**Passage shown**
First Principles Framework (FPF) Plugin
Structured reasoning plugin that makes AI decision-making transparent and auditable through hypothesis generation, logical verification, and evidence-based validation.
Overview
First Principles Framework (FPF) Plugin
Structured reasoning plugin that makes AI decision-making transparent and auditable through hypothesis generation, logical verification, and evidence-based validation.
Focused on:
- Transparent reasoning - All decisions documented with full audit trails
- Hypothesis-driven analysis - Generate competing alternatives before evaluating
- Evidence-based validation - Computed reliability scores, not estimates
- Human-in-the-loop - AI generates options; humans decide (Transformer Mandate)
Plugin Target
- Make AI reasoning auditable - full trail from hypothesis to decision
- Prevent premature conclusions - enforce systematic evaluation of alternatives
- Build project knowledge over time - decisions become reusable knowledge
- Enable informed decision-making - trust scores based on evidence quality
Overview
The FPF plugin implements structured reasoning using the First Principles Framework methodology developed by Anatoly Levenchuk a methodology for rigorous, auditable reasoning. The killer feature is turning the black box of AI reasoning into a transparent, evidence-backed audit trail.
The core cycle follows three modes of inference:
- Abduction — Generate competing hypotheses (don't anchor on the first idea).
- Deduction — Verify logic and constraints (does the idea make sense?).
- Induction — Gather evidence through tests or research (does the idea work in reality?).
Then, audit for bias, decide, and document the rationale in a durable record.
The framework addresses a fundamental challenge in AI-assisted development: making decision-making processes transparent and auditable. Rather than having AI jump to solutions, FPF enforces generating competing hypotheses, checking them logically, testing against evidence, then letting developers choose the path forward.

**Given data**
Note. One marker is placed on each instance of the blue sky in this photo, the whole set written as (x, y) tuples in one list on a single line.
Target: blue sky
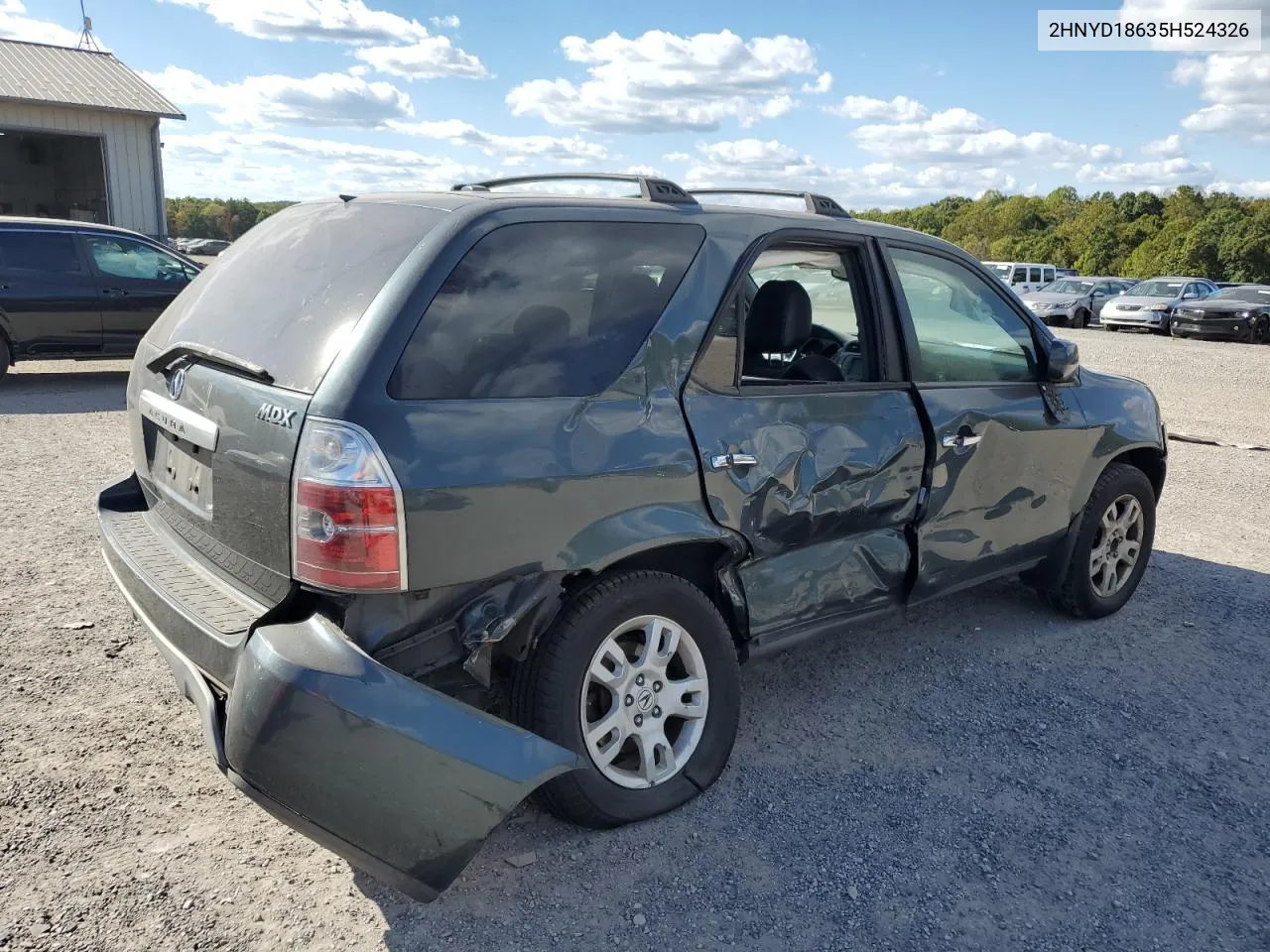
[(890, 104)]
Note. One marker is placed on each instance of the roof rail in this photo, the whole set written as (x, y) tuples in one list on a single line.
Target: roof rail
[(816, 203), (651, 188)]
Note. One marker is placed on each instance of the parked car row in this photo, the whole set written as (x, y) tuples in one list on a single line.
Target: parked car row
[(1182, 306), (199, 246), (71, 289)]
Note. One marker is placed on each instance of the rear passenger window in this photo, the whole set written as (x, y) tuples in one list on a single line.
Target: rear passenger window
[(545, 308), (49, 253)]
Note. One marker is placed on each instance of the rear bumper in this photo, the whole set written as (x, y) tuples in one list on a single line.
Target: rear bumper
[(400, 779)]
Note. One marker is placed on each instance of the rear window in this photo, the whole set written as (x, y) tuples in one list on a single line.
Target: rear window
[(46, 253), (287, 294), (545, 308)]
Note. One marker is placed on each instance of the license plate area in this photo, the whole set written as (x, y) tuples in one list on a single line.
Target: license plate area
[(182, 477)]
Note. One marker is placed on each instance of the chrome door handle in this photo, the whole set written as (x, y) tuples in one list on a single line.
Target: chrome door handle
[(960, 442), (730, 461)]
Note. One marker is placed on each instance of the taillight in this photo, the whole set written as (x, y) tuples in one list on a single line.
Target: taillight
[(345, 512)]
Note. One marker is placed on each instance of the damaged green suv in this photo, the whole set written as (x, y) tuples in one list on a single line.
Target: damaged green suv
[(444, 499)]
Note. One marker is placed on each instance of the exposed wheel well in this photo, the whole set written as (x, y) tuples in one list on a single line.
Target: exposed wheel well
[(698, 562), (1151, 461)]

* * *

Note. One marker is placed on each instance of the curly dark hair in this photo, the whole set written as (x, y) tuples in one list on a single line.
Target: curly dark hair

---

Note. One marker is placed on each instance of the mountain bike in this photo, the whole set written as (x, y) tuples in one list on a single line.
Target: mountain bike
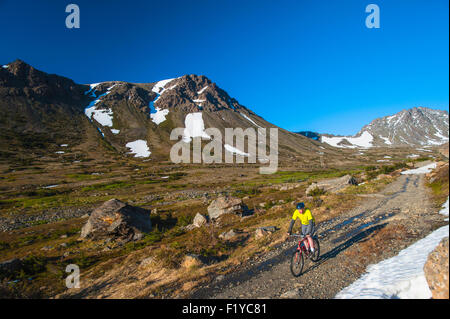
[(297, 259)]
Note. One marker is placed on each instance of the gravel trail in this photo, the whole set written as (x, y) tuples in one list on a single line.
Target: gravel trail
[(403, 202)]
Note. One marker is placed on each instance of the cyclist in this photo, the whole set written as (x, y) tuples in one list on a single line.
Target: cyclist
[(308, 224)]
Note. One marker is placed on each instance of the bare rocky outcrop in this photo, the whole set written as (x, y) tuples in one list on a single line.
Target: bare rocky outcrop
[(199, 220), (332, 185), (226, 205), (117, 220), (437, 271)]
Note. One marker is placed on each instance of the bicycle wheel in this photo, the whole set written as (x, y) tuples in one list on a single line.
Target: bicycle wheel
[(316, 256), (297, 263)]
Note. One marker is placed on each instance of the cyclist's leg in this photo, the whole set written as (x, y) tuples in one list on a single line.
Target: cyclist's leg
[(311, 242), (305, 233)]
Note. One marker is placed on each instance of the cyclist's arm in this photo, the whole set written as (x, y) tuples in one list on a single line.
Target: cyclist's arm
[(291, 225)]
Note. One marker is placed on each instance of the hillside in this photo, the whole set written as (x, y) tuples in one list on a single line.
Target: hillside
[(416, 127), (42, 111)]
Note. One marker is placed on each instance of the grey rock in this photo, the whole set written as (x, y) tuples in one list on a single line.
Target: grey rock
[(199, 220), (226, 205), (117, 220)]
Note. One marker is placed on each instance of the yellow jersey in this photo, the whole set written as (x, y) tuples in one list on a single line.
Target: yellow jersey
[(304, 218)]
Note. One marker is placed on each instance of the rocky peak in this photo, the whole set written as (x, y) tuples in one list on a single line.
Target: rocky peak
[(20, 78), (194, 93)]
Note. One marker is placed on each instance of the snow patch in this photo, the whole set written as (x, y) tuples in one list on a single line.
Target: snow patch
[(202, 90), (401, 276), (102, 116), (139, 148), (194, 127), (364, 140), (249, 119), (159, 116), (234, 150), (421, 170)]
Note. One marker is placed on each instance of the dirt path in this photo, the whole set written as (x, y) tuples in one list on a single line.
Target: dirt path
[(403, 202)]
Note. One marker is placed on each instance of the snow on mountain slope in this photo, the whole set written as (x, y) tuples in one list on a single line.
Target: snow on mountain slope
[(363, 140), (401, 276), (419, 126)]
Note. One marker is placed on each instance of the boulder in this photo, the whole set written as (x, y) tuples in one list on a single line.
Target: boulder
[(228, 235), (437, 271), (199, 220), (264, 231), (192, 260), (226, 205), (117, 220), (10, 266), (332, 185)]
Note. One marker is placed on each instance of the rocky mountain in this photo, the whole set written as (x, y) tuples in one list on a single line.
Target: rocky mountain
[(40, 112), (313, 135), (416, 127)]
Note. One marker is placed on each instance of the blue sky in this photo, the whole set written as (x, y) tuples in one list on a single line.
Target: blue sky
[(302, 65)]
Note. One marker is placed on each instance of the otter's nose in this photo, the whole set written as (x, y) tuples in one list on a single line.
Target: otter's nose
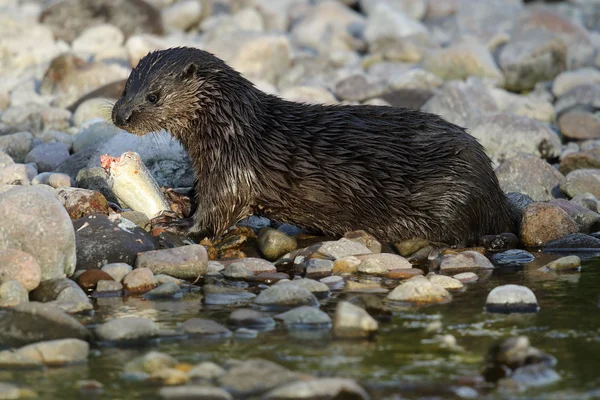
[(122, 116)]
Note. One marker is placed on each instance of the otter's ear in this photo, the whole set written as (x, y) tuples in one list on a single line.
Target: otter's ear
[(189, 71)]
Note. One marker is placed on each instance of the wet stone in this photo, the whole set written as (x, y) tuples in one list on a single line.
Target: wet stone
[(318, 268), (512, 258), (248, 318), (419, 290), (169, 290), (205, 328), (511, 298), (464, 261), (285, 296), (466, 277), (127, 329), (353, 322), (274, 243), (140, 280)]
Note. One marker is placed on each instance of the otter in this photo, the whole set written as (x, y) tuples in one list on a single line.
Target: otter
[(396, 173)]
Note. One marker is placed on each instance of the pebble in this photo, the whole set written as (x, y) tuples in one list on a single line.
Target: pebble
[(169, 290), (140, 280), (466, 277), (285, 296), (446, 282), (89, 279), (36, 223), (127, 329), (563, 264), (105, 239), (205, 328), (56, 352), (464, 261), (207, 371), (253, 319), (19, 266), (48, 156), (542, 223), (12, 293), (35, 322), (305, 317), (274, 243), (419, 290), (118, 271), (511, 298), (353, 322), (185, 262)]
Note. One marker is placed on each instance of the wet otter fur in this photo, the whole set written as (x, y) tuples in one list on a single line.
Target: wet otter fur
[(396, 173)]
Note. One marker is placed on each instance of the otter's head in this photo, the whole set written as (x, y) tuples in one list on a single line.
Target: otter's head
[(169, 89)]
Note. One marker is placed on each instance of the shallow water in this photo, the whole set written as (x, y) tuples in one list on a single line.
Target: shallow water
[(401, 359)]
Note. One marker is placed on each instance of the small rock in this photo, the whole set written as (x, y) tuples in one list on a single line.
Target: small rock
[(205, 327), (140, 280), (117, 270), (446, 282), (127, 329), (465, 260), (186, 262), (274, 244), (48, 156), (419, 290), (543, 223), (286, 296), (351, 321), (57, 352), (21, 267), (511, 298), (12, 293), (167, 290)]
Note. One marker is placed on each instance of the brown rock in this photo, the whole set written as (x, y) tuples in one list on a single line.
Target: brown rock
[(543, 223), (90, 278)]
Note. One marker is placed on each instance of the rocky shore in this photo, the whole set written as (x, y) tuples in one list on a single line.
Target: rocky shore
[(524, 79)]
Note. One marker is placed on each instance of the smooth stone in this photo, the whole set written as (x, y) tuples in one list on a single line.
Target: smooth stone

**Instructions to follow**
Rewrite the FPF plugin page, starting with "The core cycle" and going on through "a durable record.", with every "idea" replaced by "proposal".

**Task output**
The core cycle follows three modes of inference:
- Abduction — Generate competing hypotheses (don't anchor on the first proposal).
- Deduction — Verify logic and constraints (does the proposal make sense?).
- Induction — Gather evidence through tests or research (does the proposal work in reality?).
Then, audit for bias, decide, and document the rationale in a durable record.